提示された文章
類似団体の中では最も高い水準となっており、全国平均及び県内平均との比較においても継続して高い水準を保っている。しかし財政力指数は普通交付税の算定にあたり在住人口をベースとして計算されており、年間を通じて2,000万人にものぼる観光客については算定において殆ど反映されていない。観光を基幹産業とする当町において、観光関連の事業に要する経費や観光客も考慮した環境衛生施設の維持管理、消防力の充実等に要する経費は多額であり、基準財政需要額との間に大きな乖離が生じている。長引く不況の影響も併せ、実際の財政状況は厳しい状態が続いている。

経常収支比率の分析欄

19~21年度の3年間は下降していたが、22、23年度と上昇している。歳入面は、大規模償却資産の県課税分が発生しなかったものの、震災の影響で町民税や入湯税が減収となり、さらに臨時財政対策債も半減したことで、全体では7,342万円の減となった。歳出面では補助費、繰出金で増となったが、人件費、物件費、維持補修費等の減が大きく、総額で5,135万円の減となった。歳入歳出ともに減となったものの歳入の減が大きかったため比率が1.1ポイント上昇し94.2となった。今後は21年度に策定した財政健全化プランをもとに歳入確保、歳出削減を推進し、財政の健全化を図っていく。

作業内容
上の町の財政分析に関する文章を、最後の文の後から書き継ぎなさい。

提示データ
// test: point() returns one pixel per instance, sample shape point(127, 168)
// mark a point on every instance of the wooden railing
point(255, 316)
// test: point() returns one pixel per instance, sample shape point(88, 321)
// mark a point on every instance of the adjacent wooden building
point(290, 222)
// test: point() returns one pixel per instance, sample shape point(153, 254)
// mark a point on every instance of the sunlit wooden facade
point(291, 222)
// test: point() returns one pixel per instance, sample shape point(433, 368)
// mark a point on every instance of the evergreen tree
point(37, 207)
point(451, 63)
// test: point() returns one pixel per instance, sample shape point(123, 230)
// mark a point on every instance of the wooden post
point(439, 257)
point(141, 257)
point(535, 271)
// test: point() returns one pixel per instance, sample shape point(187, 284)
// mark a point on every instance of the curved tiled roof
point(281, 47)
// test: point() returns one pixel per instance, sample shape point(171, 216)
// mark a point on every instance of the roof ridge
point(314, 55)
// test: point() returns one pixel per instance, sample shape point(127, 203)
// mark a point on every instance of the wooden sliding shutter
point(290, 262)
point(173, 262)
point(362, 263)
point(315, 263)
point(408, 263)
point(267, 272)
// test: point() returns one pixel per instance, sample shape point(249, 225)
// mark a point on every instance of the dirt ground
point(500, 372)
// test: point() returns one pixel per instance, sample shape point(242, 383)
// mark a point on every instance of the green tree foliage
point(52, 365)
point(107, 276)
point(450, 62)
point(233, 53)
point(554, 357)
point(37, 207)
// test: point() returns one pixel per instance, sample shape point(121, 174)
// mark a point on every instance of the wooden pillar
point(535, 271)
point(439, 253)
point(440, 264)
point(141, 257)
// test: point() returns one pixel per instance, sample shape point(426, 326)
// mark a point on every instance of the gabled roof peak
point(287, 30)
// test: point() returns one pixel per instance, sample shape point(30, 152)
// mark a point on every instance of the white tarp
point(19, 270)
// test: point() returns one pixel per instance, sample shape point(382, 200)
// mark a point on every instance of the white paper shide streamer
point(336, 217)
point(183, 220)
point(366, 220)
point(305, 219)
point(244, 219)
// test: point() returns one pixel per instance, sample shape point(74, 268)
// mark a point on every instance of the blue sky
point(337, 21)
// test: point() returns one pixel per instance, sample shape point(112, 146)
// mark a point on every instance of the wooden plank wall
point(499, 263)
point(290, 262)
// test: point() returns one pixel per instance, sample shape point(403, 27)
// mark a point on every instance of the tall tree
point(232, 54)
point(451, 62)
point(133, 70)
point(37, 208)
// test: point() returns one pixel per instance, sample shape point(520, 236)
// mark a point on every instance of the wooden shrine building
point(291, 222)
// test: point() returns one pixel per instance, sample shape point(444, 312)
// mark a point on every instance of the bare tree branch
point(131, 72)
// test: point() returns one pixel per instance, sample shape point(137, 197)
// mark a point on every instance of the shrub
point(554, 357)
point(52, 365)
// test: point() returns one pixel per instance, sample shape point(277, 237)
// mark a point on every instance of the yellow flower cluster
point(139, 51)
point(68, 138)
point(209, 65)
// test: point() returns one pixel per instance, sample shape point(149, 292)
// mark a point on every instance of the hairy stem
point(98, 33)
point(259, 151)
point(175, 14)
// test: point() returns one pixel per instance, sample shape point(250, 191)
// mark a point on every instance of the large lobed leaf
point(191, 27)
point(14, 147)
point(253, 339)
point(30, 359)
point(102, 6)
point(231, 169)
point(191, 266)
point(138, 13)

課題の解答
人口1人当たり人件費・物件費等決算額の分析欄

県内平均・全国平均を大きく上回り類似団体内で下から二番目の順位となった。当町の人口は13,000人ほどであるが、年間を通じて2,000万人もの観光客が訪れる県内有数の観光地であり、観光客へ対応するために人口を大きく上回る処理能力を有したごみ処理施設、下水道施設の維持管理や消防力の充実に経費をかけざるをえない状況となっている。また人件費についても団塊世代の退職に伴い退職組合に対する負担金も増加したことで1人当たりの経費が増となる要因となった。

ラスパイレス指数の分析欄

国基準を下回っているが、引き続きより一層給与の適正化に努めていく。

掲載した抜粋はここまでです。